The first thing we can do is look at the overall distribution of each topic across the corpus
of research papers. Mainly we want to determine the total number of papers and the
total percentage of papers where each of the 20 topics was the most dominant.

In [None]:
pd.set_option('display.max_colwidth', 200)
topic_stats_df = corpus_topic_df.groupby('Dominant Topic').agg({
                                                'Dominant Topic': {
                                                    'Doc Count': np.size,
                                                    '% Total Docs': np.size }
                                              })
topic_stats_df = topic_stats_df['Dominant Topic'].reset_index()
topic_stats_df['% Total Docs'] = topic_stats_df['% Total Docs'].apply(lambda row: round((row*100) / len(papers), 2))
topic_stats_df['Topic Desc'] = [topics_df.iloc[t]['Terms per Topic'] for t in range(len(topic_stats_df))]
topic_stats_df

# Dominant Topics in Specific Research Papers

Another interesting perspective is to select specific papers, view the most dominant topic
in each of those papers, and see if that makes sense.

-----

# [Action item]
Please resume the topic-modeling walkthrough on research papers right after its final sentence. The items that come next have no connection to the topic-modeling walkthrough.

# [Data to examine]
-----

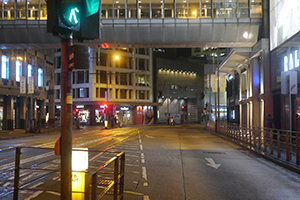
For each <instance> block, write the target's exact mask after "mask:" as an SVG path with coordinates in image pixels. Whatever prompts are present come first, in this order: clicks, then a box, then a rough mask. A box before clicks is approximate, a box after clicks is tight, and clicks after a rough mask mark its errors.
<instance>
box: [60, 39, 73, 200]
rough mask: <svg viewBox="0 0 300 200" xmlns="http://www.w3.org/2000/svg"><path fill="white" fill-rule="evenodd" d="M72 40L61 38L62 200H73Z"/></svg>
mask: <svg viewBox="0 0 300 200" xmlns="http://www.w3.org/2000/svg"><path fill="white" fill-rule="evenodd" d="M69 46H70V38H67V37H66V38H61V145H60V146H61V186H60V188H61V191H60V192H61V195H60V199H61V200H71V199H72V166H71V163H72V162H71V161H72V120H71V119H72V114H73V113H72V94H71V89H72V86H71V72H70V70H69V64H68V63H69V54H68V52H69Z"/></svg>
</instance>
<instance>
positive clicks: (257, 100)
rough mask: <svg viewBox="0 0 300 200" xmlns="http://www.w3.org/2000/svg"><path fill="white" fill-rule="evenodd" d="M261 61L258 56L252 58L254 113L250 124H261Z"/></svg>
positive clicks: (253, 103) (252, 113) (251, 87)
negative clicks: (260, 117) (250, 123)
mask: <svg viewBox="0 0 300 200" xmlns="http://www.w3.org/2000/svg"><path fill="white" fill-rule="evenodd" d="M259 70H260V68H259V62H258V57H255V58H253V59H252V60H251V72H252V73H251V79H250V80H251V81H250V84H251V86H252V87H251V89H252V92H251V93H252V96H251V101H252V110H251V111H252V113H250V117H251V122H252V123H251V124H250V126H256V127H259V126H260V121H261V120H260V116H261V108H260V100H259V93H260V72H259Z"/></svg>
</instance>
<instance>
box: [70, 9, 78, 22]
mask: <svg viewBox="0 0 300 200" xmlns="http://www.w3.org/2000/svg"><path fill="white" fill-rule="evenodd" d="M75 12H76V13H79V10H78V9H77V8H73V9H72V10H71V12H70V16H69V21H70V22H71V23H74V24H77V23H78V19H77V16H76V13H75ZM72 19H73V20H72Z"/></svg>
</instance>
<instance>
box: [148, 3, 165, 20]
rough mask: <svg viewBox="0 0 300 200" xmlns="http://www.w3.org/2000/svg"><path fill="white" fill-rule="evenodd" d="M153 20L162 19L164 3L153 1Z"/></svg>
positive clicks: (152, 7) (151, 7)
mask: <svg viewBox="0 0 300 200" xmlns="http://www.w3.org/2000/svg"><path fill="white" fill-rule="evenodd" d="M151 9H152V18H162V1H161V0H151Z"/></svg>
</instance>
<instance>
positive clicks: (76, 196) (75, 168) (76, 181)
mask: <svg viewBox="0 0 300 200" xmlns="http://www.w3.org/2000/svg"><path fill="white" fill-rule="evenodd" d="M73 149H74V150H75V151H72V200H84V192H85V191H84V189H85V171H86V170H87V169H88V165H89V159H88V151H87V150H88V148H73ZM78 150H85V151H78Z"/></svg>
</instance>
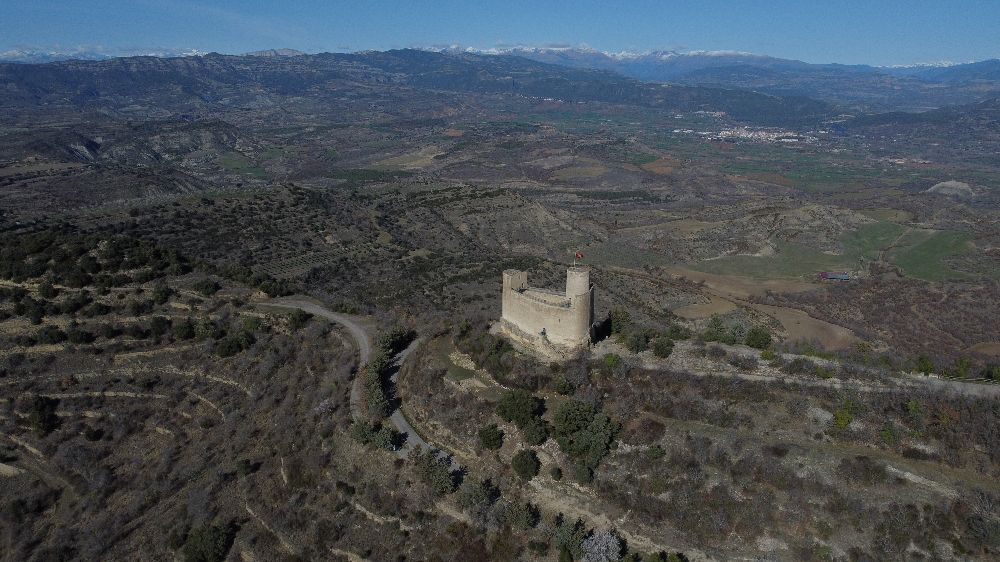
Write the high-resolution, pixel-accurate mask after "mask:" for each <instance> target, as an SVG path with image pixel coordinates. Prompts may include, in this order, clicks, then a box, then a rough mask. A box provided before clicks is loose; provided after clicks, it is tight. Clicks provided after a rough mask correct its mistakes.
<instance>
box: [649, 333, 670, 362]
mask: <svg viewBox="0 0 1000 562" xmlns="http://www.w3.org/2000/svg"><path fill="white" fill-rule="evenodd" d="M652 348H653V355H655V356H657V357H661V358H664V357H670V354H671V353H673V352H674V340H672V339H670V338H668V337H664V336H660V337H658V338H656V339H655V340H653V342H652Z"/></svg>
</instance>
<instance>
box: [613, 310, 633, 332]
mask: <svg viewBox="0 0 1000 562" xmlns="http://www.w3.org/2000/svg"><path fill="white" fill-rule="evenodd" d="M609 318H610V320H611V333H612V334H620V333H622V332H624V331H626V330H628V329H629V327H630V326H632V316H631V315H630V314H629V313H628V311H627V310H625V309H623V308H614V309H612V310H611V313H610V314H609Z"/></svg>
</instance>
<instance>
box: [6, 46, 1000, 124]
mask: <svg viewBox="0 0 1000 562" xmlns="http://www.w3.org/2000/svg"><path fill="white" fill-rule="evenodd" d="M430 50H432V51H439V52H446V53H450V54H463V55H478V56H506V57H520V58H525V59H529V60H532V61H535V62H542V63H547V64H553V65H558V66H563V67H569V68H576V69H591V70H604V71H610V72H615V73H618V74H622V75H624V76H627V77H630V78H634V79H638V80H642V81H646V82H665V83H672V84H681V85H688V86H708V87H715V88H727V89H731V88H739V89H747V90H753V91H757V92H761V93H766V94H772V95H776V96H803V97H811V98H815V99H817V100H822V101H826V102H830V103H833V104H836V105H838V106H840V107H841V108H842V109H846V110H851V111H870V112H878V111H926V110H929V109H934V108H938V107H941V106H945V105H958V104H969V103H975V102H980V101H984V100H987V99H990V98H992V97H996V96H998V95H1000V60H998V59H990V60H985V61H979V62H971V63H962V64H952V63H932V64H917V65H907V66H892V67H877V66H869V65H844V64H836V63H831V64H813V63H807V62H803V61H798V60H792V59H783V58H777V57H771V56H767V55H758V54H753V53H746V52H736V51H688V52H680V51H673V50H658V51H644V52H628V51H624V52H604V51H598V50H594V49H589V48H572V47H570V48H558V47H557V48H536V47H511V48H497V49H472V48H461V47H448V48H444V49H430ZM246 54H247V55H253V56H269V57H275V56H281V57H287V56H296V55H301V54H304V53H302V52H301V51H297V50H294V49H266V50H261V51H254V52H251V53H246ZM199 55H204V53H203V52H201V51H198V50H196V49H186V50H181V49H149V50H142V49H129V50H106V49H104V50H102V49H95V50H87V49H71V50H64V51H60V50H49V51H46V50H38V49H14V50H9V51H6V52H3V53H0V60H2V61H6V62H17V63H25V64H37V63H47V62H54V61H62V60H108V59H111V58H116V57H122V56H154V57H178V56H199ZM331 56H349V55H347V54H335V55H331Z"/></svg>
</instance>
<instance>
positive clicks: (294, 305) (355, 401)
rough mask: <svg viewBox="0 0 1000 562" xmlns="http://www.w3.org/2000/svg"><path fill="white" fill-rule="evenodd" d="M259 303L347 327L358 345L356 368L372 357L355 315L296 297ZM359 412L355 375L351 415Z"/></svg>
mask: <svg viewBox="0 0 1000 562" xmlns="http://www.w3.org/2000/svg"><path fill="white" fill-rule="evenodd" d="M260 304H262V305H265V306H272V307H276V308H287V309H290V310H301V311H303V312H308V313H309V314H313V315H315V316H321V317H323V318H326V319H327V320H331V321H333V322H336V323H337V324H340V325H341V326H343V327H344V328H347V331H348V333H350V334H351V337H352V338H354V342H355V344H357V346H358V356H359V357H358V370H361V367H364V366H365V364H367V363H368V361H369V360H371V358H372V337H371V334H369V333H368V330H366V329H365V327H364V326H362V325H361V324H360V323H358V319H357V318H356V317H352V316H348V315H347V314H341V313H339V312H333V311H332V310H327V309H326V308H324V307H323V306H321V305H319V304H317V303H315V302H311V301H308V300H303V299H297V298H294V297H290V298H281V299H274V300H270V301H266V302H262V303H260ZM361 413H362V412H361V386H360V385H359V384H358V377H355V378H354V384H352V385H351V417H353V418H354V419H356V420H359V419H361V418H362V417H363V416H362V415H361Z"/></svg>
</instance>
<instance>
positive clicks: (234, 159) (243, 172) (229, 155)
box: [219, 152, 267, 179]
mask: <svg viewBox="0 0 1000 562" xmlns="http://www.w3.org/2000/svg"><path fill="white" fill-rule="evenodd" d="M219 165H220V166H222V167H223V168H225V169H227V170H229V171H231V172H236V173H237V174H246V175H248V176H253V177H255V178H260V179H264V178H266V177H267V173H266V172H265V171H264V169H263V168H261V167H260V166H257V165H255V164H254V163H253V162H251V161H250V160H249V159H248V158H247V157H246V156H243V155H242V154H239V153H237V152H227V153H225V154H222V155H220V156H219Z"/></svg>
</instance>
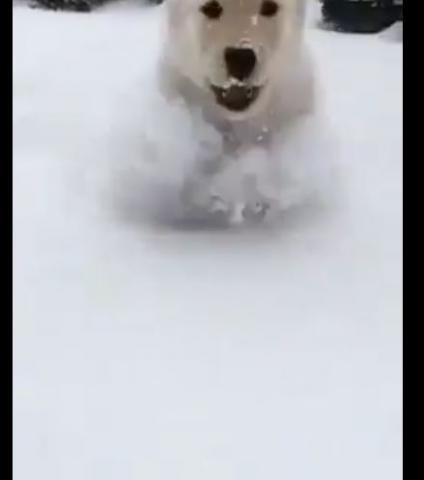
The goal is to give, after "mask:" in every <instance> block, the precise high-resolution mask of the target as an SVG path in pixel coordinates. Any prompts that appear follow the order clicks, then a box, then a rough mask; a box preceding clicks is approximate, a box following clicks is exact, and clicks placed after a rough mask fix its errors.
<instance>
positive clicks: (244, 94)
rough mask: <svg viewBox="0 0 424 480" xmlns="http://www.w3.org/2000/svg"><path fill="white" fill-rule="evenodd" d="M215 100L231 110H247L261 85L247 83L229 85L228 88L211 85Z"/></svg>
mask: <svg viewBox="0 0 424 480" xmlns="http://www.w3.org/2000/svg"><path fill="white" fill-rule="evenodd" d="M211 90H212V92H213V93H214V95H215V99H216V102H217V103H218V104H219V105H221V106H222V107H225V108H226V109H227V110H231V111H233V112H242V111H243V110H247V109H248V108H249V107H250V105H251V104H252V103H253V102H255V100H256V99H257V98H258V96H259V93H260V90H261V87H258V86H249V85H231V86H229V87H228V88H223V87H218V86H216V85H211Z"/></svg>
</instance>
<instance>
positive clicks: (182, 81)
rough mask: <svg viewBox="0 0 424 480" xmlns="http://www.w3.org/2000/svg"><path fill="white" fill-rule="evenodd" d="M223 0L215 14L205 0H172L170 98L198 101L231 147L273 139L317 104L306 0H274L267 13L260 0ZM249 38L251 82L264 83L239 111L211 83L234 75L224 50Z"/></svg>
mask: <svg viewBox="0 0 424 480" xmlns="http://www.w3.org/2000/svg"><path fill="white" fill-rule="evenodd" d="M218 1H219V3H220V5H221V6H222V8H223V13H222V15H221V17H220V18H219V19H214V20H210V19H208V18H206V17H205V16H204V15H203V14H202V13H201V11H200V8H201V6H202V5H203V4H205V3H206V0H167V2H166V8H167V10H168V37H167V41H166V43H165V48H164V51H163V56H162V62H161V80H162V86H163V90H164V92H165V94H166V95H168V96H169V97H170V98H172V97H182V98H183V99H184V100H185V102H186V104H187V105H188V106H189V107H194V108H200V109H201V111H202V113H203V116H204V118H205V119H206V120H207V121H209V122H211V123H212V124H213V125H214V126H215V128H216V129H217V130H218V131H221V132H222V135H223V138H225V139H227V140H226V152H227V153H228V152H230V153H231V152H234V153H235V152H237V151H239V150H240V148H241V149H243V150H244V151H246V149H248V148H249V147H250V146H251V147H254V146H255V145H256V146H257V144H258V142H259V143H263V144H267V143H270V142H272V139H273V138H275V136H278V135H279V134H280V133H281V132H284V130H285V129H286V128H289V127H290V126H291V125H292V124H294V123H295V122H296V121H297V120H298V119H299V118H301V117H302V116H303V115H305V114H308V113H310V112H311V111H312V110H313V108H314V90H315V89H314V79H313V74H312V68H311V63H310V60H309V56H308V53H307V51H306V48H305V46H304V42H303V30H304V19H305V3H306V0H275V1H276V2H277V3H278V4H279V6H280V9H279V11H278V13H277V15H275V16H273V17H269V18H268V17H264V16H261V15H260V14H259V12H260V8H261V4H262V1H263V0H218ZM244 45H248V46H249V48H252V49H253V50H254V51H255V53H256V57H257V66H256V68H255V71H254V72H253V74H252V76H251V78H249V79H248V82H249V84H254V85H260V86H261V92H260V94H259V97H258V98H257V100H256V101H254V102H253V103H252V104H251V105H250V106H249V107H248V108H247V109H246V110H243V111H238V112H234V111H231V110H228V109H226V108H225V107H223V106H221V105H218V104H217V102H216V100H215V97H214V95H213V92H212V91H211V89H210V84H211V83H213V84H216V85H220V86H221V85H225V84H227V83H228V81H229V80H231V79H229V78H228V74H227V71H226V68H225V63H224V61H223V52H224V50H225V48H227V47H239V46H244ZM264 132H266V135H264ZM264 137H265V138H264ZM228 139H231V140H228ZM265 147H266V145H265Z"/></svg>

-----

# [Task output]
In [None]:
corpus_topic_df.groupby('Dominant Topic').apply(lambda topic_set: (topic_set.sort_values(by=['Contribution %'],
                                                                                         ascending=False)
                                                                             .iloc[0]))

In [None]:
sample_paper_patterns = ['Feudal Reinforcement Learning \nPeter', 'Illumination-Invariant Face Recognition with a', 'Improved Hidden Markov Model Speech Recognition']
sample_paper_idxs = [idx for pattern in sample_paper_patterns
                            for idx, content in enumerate(papers)
                                if pattern in content]
sample_paper_idxs

In [None]:
pd.set_option('display.max_colwidth', 200)
(corpus_topic_df[corpus_topic_df['Document']
                 .isin(sample_paper_idxs)])